犬への扉1 宇多田ヒカル「Simple And Clean」

 

犬が亡くなってから3年が経った。

 

正確には3年と8ヶ月が経とうとしている。

 

犬は、2006年10月10日生まれのウェルシュ・コーギー・ペンブロークだ。子犬の頃に、ペットショップから私の家に来た。犬にはその時私が付けた「クリ」と言う名前がある。

 

犬は13歳のときに亡くなったが、前日まで超元気だった。なので、突然駆け足で死んだ時は驚きが勝っていたように思う。

 

子犬の時から乱暴者だったが、死ぬまで暴れん坊将軍の犬生を貫いた。弾丸のように走り回り、幼い家族や知らない人に触られた時にイヤな部位(脇の下など)を触られるとノーモーションで噛み付くほどだったが、ドッグランで他の犬に追いかけ回されると、飼い主の足の間に挟まって震えている臆病な犬だった。多分、とても怖がりなので、怖いと感じると噛みついて、自分を守っていたのだろうと思う。

問題文 1
下に並ぶデータの行のうち、「Mark the dark」を含む行から「476 424 495 481」を含む行までを、両端の行も含めてそのまま書き写してください。

利用可能なデータ
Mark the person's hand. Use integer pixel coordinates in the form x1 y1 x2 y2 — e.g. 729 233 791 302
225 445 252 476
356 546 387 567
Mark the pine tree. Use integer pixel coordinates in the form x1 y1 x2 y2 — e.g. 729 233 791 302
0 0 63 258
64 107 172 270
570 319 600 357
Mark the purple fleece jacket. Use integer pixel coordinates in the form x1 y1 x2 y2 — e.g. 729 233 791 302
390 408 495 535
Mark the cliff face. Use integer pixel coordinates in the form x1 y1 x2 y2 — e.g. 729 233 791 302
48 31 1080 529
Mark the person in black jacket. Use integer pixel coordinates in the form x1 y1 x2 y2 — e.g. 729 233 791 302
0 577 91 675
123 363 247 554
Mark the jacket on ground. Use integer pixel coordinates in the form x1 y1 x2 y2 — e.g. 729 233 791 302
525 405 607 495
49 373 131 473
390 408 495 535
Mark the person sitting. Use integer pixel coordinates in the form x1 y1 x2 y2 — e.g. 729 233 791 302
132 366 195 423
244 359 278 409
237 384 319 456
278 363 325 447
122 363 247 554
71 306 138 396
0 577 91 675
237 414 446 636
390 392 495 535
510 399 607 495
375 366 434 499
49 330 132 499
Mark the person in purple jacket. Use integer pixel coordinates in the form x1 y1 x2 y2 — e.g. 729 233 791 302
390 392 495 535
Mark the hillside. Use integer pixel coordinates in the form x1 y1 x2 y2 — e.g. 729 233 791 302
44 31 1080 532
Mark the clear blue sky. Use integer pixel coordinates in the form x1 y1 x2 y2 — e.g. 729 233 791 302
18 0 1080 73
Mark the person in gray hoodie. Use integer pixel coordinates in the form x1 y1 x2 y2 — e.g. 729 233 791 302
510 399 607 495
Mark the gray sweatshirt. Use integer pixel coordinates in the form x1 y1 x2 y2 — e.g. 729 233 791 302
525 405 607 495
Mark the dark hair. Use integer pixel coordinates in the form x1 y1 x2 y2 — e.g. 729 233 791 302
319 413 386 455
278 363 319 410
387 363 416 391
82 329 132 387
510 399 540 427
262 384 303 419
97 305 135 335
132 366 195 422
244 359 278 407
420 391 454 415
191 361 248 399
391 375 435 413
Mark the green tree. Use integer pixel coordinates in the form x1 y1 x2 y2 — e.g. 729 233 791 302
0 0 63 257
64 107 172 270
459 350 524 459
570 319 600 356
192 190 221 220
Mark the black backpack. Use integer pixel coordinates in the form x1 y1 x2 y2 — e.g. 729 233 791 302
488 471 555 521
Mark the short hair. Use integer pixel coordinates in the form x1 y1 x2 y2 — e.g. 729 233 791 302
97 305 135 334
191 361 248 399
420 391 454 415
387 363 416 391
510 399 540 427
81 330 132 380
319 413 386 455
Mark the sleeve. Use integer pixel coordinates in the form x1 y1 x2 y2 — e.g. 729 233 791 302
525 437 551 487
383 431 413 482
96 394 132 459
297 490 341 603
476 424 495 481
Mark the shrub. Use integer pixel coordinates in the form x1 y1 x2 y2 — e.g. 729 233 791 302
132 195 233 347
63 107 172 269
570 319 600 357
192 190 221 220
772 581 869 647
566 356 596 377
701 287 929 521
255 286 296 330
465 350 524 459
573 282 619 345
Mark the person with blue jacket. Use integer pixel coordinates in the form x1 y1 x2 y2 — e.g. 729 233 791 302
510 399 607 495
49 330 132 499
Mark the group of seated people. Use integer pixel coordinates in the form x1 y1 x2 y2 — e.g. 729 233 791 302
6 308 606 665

問題文 2
ページによると、犬は何年何月何日に生まれましたか。

完全な解答 1
Mark the dark hair. Use integer pixel coordinates in the form x1 y1 x2 y2 — e.g. 729 233 791 302
319 413 386 455
278 363 319 410
387 363 416 391
82 329 132 387
510 399 540 427
262 384 303 419
97 305 135 335
132 366 195 422
244 359 278 407
420 391 454 415
191 361 248 399
391 375 435 413
Mark the green tree. Use integer pixel coordinates in the form x1 y1 x2 y2 — e.g. 729 233 791 302
0 0 63 257
64 107 172 270
459 350 524 459
570 319 600 356
192 190 221 220
Mark the black backpack. Use integer pixel coordinates in the form x1 y1 x2 y2 — e.g. 729 233 791 302
488 471 555 521
Mark the short hair. Use integer pixel coordinates in the form x1 y1 x2 y2 — e.g. 729 233 791 302
97 305 135 334
191 361 248 399
420 391 454 415
387 363 416 391
510 399 540 427
81 330 132 380
319 413 386 455
Mark the sleeve. Use integer pixel coordinates in the form x1 y1 x2 y2 — e.g. 729 233 791 302
525 437 551 487
383 431 413 482
96 394 132 459
297 490 341 603
476 424 495 481

完全な解答 2
2006年10月10日です。